What you need to do: Could you rewrite all the records below, swapping every "bamboo" for "rattan" and keeping everything else the same?

Supplied data:
□ □ □ □ □ □ □

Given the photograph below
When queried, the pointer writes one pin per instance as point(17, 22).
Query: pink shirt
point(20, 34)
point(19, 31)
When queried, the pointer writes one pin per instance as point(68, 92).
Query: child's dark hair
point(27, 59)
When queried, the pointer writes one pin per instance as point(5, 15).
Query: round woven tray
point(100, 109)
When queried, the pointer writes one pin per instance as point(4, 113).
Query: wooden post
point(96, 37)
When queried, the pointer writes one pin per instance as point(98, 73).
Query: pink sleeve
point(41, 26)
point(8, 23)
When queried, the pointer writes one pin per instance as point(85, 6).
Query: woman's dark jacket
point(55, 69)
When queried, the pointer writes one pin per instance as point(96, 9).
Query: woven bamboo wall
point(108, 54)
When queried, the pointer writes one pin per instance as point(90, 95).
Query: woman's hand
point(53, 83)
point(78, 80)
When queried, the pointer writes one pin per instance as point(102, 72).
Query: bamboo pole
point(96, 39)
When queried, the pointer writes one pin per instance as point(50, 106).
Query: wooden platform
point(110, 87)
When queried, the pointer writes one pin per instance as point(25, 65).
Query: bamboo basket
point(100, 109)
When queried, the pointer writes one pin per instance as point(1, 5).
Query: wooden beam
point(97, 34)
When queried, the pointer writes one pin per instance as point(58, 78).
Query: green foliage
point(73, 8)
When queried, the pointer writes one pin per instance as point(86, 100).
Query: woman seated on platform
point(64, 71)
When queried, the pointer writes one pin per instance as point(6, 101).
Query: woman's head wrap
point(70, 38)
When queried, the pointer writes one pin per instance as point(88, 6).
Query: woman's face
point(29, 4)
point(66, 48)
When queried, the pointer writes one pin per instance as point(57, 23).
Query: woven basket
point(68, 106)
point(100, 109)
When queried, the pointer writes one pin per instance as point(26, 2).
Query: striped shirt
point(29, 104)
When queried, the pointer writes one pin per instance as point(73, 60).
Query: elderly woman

□ □ □ □ □ □ □

Solved problem:
Given the photograph below
When queried, the pointer writes one pin per instance as point(17, 22).
Query: pink shirt
point(20, 34)
point(19, 31)
When queried, the pointer writes one pin per instance as point(68, 92).
Query: child's dark hair
point(27, 59)
When queried, the pointer writes one pin per instance as point(5, 15).
Query: round woven tray
point(100, 109)
When queried, the pointer writes one pin per instance as point(4, 113).
Query: wooden post
point(96, 37)
When queried, the pointer writes one pin per instance as point(98, 73).
Query: pink sleeve
point(41, 26)
point(8, 23)
When queried, the pointer writes one pin per instance as point(85, 6).
Query: woman's dark jacket
point(55, 69)
When queried, the pointer writes one pin per instance as point(96, 9).
Query: woven rattan wall
point(108, 54)
When queried, the pointer writes one pin per instance as point(90, 95).
Query: woman's hand
point(53, 83)
point(78, 80)
When queried, the pointer writes one pin per instance as point(102, 72).
Query: rattan pole
point(96, 39)
When queried, the pointer writes one pin per instance as point(50, 106).
Query: wooden platform
point(110, 87)
When queried, the pointer writes one pin per instance as point(25, 65).
Query: rattan basket
point(100, 109)
When queried, the pointer writes one pin per instance as point(1, 5).
Query: wooden beam
point(97, 34)
When queried, the pointer writes one pin per instance as point(58, 78).
Query: green foliage
point(73, 8)
When queried, the pointer writes one pin per instance as point(86, 100).
Query: woman seated on platform
point(64, 71)
When queried, the pointer writes one pin per instance as point(6, 101).
Query: woman's head wrap
point(70, 38)
When queried, the pointer writes one pin per instance as point(88, 6).
Query: woman's face
point(29, 4)
point(66, 48)
When queried, the pointer writes one pin per instance as point(57, 23).
Query: woven basket
point(68, 106)
point(100, 109)
When queried, the pointer writes one pin per instance as point(26, 2).
Query: striped shirt
point(29, 104)
When queried, the pointer writes one pin per instance as point(73, 60).
Query: elderly woman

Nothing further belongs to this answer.